[Start]
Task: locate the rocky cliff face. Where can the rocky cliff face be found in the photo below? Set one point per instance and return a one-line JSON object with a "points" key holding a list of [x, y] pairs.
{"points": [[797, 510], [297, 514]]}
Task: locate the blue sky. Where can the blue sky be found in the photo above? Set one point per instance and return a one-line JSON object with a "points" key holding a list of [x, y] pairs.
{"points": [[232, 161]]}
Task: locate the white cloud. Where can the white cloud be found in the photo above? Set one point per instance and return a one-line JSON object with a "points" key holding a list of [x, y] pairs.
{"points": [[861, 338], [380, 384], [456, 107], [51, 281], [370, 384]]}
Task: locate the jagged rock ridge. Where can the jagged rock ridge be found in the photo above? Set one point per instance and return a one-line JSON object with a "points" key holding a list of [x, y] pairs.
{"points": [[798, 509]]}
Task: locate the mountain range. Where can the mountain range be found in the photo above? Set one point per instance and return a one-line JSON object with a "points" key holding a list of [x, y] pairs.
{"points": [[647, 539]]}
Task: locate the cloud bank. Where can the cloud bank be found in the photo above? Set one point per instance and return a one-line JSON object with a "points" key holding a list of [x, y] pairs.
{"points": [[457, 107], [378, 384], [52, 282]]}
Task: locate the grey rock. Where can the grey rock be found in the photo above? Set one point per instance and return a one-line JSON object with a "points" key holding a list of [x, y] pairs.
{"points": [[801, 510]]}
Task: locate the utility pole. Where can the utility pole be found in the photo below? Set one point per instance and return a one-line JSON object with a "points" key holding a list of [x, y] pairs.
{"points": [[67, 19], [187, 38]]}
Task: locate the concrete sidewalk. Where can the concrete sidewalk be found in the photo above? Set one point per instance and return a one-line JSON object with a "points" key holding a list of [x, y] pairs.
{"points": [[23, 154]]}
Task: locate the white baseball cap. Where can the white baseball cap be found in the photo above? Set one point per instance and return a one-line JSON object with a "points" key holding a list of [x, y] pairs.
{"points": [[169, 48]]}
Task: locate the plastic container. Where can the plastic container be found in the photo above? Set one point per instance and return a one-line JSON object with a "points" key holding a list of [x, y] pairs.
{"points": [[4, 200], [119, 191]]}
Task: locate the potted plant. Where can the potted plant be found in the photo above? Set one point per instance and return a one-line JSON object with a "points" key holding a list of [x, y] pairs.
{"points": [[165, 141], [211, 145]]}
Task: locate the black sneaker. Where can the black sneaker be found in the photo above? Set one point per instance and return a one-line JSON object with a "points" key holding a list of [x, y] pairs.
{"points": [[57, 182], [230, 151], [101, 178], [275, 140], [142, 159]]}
[End]
> _GIVEN INSTRUCTION_:
Copy out, word for word, the entries above from the line containing "Task: locate the plastic" through the last line of the entries, including both ends.

> _ANSWER TO THIS EXERCISE_:
Task: locate the plastic container. Where can the plastic container be found in the photo above? Set one point per instance and return a one-line JSON object with a "points" key holding a list of [x, y] pairs.
{"points": [[4, 200], [119, 191]]}
Task: locate the potted plant. Where can the potted plant be found in the photo above? Set one point per instance and return a one-line JSON object with a "points" key holding a list of [x, y] pairs.
{"points": [[165, 141], [211, 145]]}
Task: locate the black sneaker. Where can the black sneaker be found in the photo above? Set one point per instance and return a one-line JSON object with a "points" key holding a list of [x, y] pairs.
{"points": [[57, 182], [230, 151], [101, 178], [275, 140], [142, 159]]}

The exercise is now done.